_Exercise directions_. Please transcribe, word for word, only the lines from the one containing "Place one point per instance of the headrest." through the last line of the records below, both included, and leave out every picture.
··· Records for the task ···
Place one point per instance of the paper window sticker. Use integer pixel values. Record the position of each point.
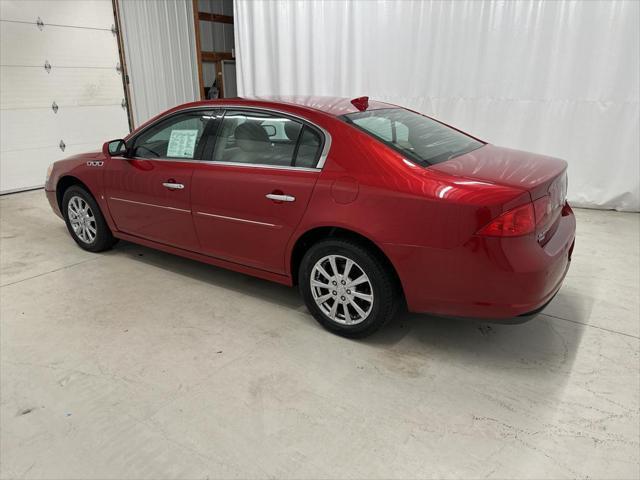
(182, 143)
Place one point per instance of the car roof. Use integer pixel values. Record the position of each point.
(335, 106)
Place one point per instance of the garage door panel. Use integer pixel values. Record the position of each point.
(21, 170)
(28, 129)
(77, 41)
(85, 13)
(31, 87)
(24, 44)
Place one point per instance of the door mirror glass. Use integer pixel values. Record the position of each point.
(117, 148)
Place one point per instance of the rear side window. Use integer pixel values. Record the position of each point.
(308, 148)
(262, 138)
(420, 138)
(256, 138)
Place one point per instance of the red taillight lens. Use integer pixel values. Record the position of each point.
(542, 207)
(515, 222)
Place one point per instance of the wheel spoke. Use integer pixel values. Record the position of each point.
(358, 281)
(323, 272)
(357, 308)
(363, 296)
(334, 267)
(316, 283)
(334, 310)
(347, 269)
(323, 299)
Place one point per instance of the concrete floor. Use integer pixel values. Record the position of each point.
(139, 364)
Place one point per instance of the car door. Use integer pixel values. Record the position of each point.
(251, 190)
(149, 190)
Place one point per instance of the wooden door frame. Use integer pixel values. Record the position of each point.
(211, 57)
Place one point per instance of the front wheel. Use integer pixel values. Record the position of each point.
(84, 220)
(347, 287)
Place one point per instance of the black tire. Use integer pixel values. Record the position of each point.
(382, 285)
(104, 239)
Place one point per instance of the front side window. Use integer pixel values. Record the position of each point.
(176, 137)
(420, 138)
(263, 139)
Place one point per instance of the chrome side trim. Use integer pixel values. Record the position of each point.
(321, 161)
(149, 204)
(259, 165)
(242, 220)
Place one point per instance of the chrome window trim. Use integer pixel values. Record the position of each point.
(150, 204)
(241, 220)
(319, 165)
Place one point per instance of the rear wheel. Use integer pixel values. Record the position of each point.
(84, 220)
(347, 288)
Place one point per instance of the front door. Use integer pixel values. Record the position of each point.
(250, 196)
(149, 192)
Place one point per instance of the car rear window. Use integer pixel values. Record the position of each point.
(419, 138)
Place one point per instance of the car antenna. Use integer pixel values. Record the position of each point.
(361, 103)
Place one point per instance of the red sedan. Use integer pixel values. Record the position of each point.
(364, 205)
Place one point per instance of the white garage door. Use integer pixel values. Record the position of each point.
(47, 114)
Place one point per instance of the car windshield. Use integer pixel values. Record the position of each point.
(420, 138)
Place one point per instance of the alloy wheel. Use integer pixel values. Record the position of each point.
(341, 289)
(82, 219)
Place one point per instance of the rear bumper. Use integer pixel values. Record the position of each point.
(501, 279)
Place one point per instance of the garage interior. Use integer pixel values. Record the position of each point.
(139, 364)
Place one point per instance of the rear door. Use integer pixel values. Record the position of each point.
(250, 195)
(149, 193)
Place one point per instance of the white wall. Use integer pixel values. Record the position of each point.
(77, 41)
(160, 54)
(554, 77)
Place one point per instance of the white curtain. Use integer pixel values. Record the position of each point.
(160, 52)
(559, 78)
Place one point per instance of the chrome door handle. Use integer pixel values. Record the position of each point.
(173, 186)
(280, 198)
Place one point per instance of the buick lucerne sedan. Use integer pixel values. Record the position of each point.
(365, 206)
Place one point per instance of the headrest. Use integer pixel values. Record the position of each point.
(251, 131)
(292, 130)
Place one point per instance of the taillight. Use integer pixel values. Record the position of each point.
(542, 208)
(518, 221)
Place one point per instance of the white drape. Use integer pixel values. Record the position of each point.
(554, 77)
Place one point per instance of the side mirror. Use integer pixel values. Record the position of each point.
(115, 148)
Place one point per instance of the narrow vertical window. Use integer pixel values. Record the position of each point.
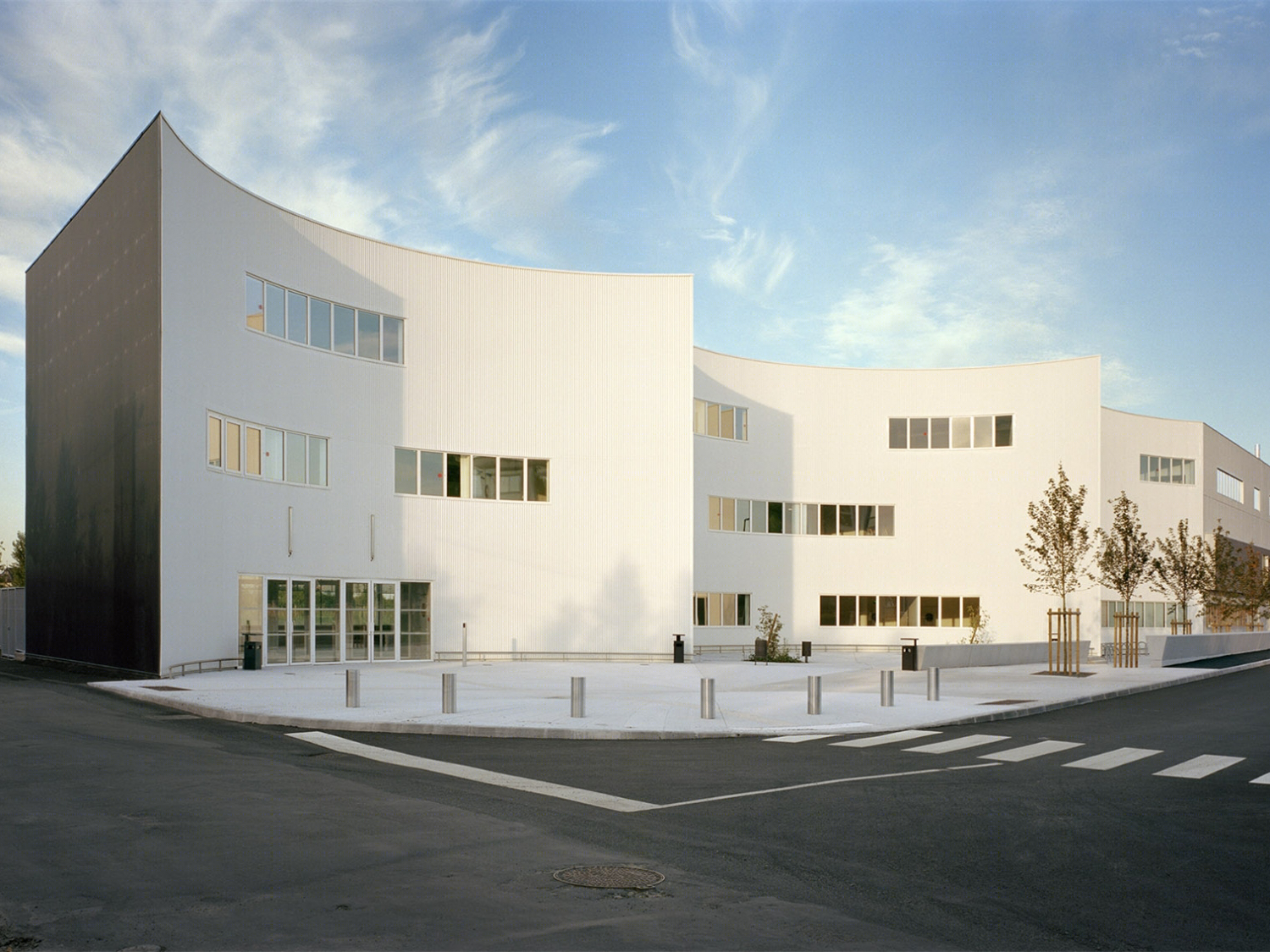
···
_Written answer_.
Place one point per instance of the headrest. Use integer pixel values. Record the position of each point.
(251, 131)
(292, 130)
Place one point per instance of the taillight. Use integer pixel values. Record the position of each point.
(542, 208)
(518, 221)
Place one point per instance of the white drape. Use integer pixel values. Record the position of each point.
(554, 77)
Place one point per instance of the side mirror. Use integer pixel values. Record the position of each point.
(115, 148)
Place one point per instance of the narrow vertical window. Use integer pixel values. Record the position of each point.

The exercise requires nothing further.